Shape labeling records
* * * *

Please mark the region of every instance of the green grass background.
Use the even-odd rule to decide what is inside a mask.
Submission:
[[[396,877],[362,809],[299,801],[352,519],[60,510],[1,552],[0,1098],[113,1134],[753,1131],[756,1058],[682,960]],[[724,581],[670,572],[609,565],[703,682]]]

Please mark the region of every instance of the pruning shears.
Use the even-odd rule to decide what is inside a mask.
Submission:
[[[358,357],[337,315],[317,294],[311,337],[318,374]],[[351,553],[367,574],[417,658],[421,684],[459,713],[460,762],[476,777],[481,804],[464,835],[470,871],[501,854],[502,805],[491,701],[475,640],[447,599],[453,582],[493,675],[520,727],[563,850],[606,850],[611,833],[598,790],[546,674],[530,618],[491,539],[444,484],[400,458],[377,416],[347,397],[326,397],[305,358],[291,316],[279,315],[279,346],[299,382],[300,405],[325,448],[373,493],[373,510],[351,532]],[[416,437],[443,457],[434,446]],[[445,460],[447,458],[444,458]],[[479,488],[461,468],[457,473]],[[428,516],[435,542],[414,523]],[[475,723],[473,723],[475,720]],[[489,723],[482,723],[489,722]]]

* * * *

What the task requires
Return, unchanged, the lines of the records from the line containing "Please mark the region of every instance of the pruning" through the end of the records.

Correct response
Please mark the region of every instance of the pruning shears.
Use the even-odd rule to decide what is inside a mask.
Submission:
[[[358,357],[337,315],[317,294],[311,337],[318,374]],[[351,553],[367,574],[417,658],[421,684],[459,713],[460,762],[476,777],[481,804],[464,835],[470,871],[501,854],[502,805],[491,701],[475,640],[447,599],[453,582],[493,675],[520,727],[563,850],[606,850],[611,833],[598,790],[546,674],[530,618],[491,539],[444,484],[400,458],[377,416],[347,397],[326,397],[305,358],[291,316],[279,315],[279,346],[299,382],[300,405],[325,448],[373,493],[373,510],[351,532]],[[416,437],[443,457],[434,446]],[[445,460],[447,458],[444,458]],[[479,488],[461,468],[457,473]],[[428,516],[435,542],[414,523]],[[475,723],[473,723],[475,720]],[[489,723],[482,723],[489,722]]]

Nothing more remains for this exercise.